* Directions for this task
Reproduce the article on the Quad maritime security initiative below word for word, from start to finish.

--- Begin Excerpted text ---

Quad Leaders Unveil Maritime Security Initiative to Increase Surveillance in Indo-Pacific

Quad Leaders Unveil Maritime Security Initiative to Increase Surveillance in Indo-Pacific
(L–R) Australian Prime Minister Anthony Albanese, U.S. President Joe Biden, Japanese Prime Minister Fumio Kishida, and Indian Prime Minister Narendra Modi pose for photos at the entrance hall of the Prime Minister’s Office of Japan in Tokyo on May 24, 2022. Zhang Xiaoyu/Reuters
Aldgra Fredly
Updated:

The leaders of the “Quad”—the United States, Japan, Australia, and India—on Tuesday unveiled a maritime security initiative to better track illegal fishing and “dark shipping” in the Indo-Pacific.

The initiative, dubbed the Indo-Pacific Partnership for Maritime Domain Awareness (IPMDA), was unveiled during the Quad meeting in Tokyo. It will enable the nations to “fully monitor” and uphold a free and open Indo-Pacific.

--- End Excerpted text ---
--- Begin Stored data ---

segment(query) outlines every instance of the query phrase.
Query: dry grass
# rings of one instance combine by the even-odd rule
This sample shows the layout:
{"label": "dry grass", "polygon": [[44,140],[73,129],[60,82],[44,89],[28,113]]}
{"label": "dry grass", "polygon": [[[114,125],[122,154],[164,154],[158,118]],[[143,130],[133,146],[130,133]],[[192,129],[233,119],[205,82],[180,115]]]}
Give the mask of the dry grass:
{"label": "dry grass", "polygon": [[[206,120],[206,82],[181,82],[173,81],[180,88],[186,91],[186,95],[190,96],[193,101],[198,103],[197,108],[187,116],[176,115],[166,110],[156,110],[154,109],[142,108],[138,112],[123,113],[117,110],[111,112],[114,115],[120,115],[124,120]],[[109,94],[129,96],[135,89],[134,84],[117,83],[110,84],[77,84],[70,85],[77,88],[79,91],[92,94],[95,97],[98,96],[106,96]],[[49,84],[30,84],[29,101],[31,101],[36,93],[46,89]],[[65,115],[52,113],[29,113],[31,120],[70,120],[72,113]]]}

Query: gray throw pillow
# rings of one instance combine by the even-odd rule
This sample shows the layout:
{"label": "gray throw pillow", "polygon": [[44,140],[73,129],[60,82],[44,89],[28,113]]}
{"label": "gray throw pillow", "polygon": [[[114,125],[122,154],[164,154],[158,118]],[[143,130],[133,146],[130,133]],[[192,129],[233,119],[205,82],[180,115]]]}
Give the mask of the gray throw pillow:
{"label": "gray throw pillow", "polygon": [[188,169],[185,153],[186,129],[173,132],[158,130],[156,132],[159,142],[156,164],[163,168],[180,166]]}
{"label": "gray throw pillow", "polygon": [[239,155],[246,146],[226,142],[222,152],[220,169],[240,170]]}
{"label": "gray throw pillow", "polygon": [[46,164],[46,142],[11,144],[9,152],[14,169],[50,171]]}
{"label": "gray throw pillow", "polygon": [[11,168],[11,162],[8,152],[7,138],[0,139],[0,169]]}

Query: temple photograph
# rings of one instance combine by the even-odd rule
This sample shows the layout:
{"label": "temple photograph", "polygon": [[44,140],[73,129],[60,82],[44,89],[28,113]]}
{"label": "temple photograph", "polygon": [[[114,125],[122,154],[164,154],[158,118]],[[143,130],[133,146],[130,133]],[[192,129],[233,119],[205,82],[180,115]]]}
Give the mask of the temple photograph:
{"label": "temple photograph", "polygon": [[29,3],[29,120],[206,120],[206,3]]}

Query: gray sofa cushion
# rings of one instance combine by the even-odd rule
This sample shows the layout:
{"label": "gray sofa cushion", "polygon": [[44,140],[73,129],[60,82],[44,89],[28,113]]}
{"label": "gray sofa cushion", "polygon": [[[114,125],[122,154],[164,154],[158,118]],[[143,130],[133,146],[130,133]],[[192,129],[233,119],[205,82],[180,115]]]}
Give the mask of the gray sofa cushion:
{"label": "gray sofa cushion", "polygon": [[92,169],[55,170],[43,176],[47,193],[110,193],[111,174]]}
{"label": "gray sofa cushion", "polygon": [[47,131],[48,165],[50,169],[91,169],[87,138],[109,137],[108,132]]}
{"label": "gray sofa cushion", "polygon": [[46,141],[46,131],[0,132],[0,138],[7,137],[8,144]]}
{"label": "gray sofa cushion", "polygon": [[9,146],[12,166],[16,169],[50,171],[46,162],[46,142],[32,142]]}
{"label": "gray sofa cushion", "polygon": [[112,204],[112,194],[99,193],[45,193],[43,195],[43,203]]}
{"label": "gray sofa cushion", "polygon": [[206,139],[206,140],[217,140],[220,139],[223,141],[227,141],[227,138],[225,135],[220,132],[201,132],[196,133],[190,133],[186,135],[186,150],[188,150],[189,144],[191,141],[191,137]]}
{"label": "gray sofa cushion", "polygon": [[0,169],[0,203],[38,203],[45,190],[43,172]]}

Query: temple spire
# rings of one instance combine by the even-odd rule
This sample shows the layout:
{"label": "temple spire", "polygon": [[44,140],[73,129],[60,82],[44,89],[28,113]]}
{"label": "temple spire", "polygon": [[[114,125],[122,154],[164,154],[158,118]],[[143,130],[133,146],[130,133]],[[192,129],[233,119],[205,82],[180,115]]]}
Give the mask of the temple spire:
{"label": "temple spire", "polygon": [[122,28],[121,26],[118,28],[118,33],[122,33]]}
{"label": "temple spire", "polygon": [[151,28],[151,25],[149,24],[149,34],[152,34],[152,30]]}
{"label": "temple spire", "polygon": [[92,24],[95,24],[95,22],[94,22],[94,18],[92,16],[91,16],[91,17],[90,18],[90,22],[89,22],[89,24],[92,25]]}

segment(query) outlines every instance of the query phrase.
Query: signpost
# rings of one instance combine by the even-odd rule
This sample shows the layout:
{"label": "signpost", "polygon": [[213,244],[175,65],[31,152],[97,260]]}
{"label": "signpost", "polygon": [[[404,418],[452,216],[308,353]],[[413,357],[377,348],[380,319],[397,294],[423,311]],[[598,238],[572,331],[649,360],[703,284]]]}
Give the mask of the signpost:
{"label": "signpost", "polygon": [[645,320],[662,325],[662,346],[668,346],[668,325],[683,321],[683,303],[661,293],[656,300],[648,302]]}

--- End Stored data ---

* Answer for this exercise
Quad Leaders Unveil Maritime Security Initiative to Increase Surveillance in Indo-Pacific

Quad Leaders Unveil Maritime Security Initiative to Increase Surveillance in Indo-Pacific
(L–R) Australian Prime Minister Anthony Albanese, U.S. President Joe Biden, Japanese Prime Minister Fumio Kishida, and Indian Prime Minister Narendra Modi pose for photos at the entrance hall of the Prime Minister’s Office of Japan in Tokyo on May 24, 2022. Zhang Xiaoyu/Reuters
Aldgra Fredly
Updated:

The leaders of the “Quad”—the United States, Japan, Australia, and India—on Tuesday unveiled a maritime security initiative to better track illegal fishing and “dark shipping” in the Indo-Pacific.

The initiative, dubbed the Indo-Pacific Partnership for Maritime Domain Awareness (IPMDA), was unveiled during the Quad meeting in Tokyo. It will enable the nations to “fully monitor” and uphold a free and open Indo-Pacific.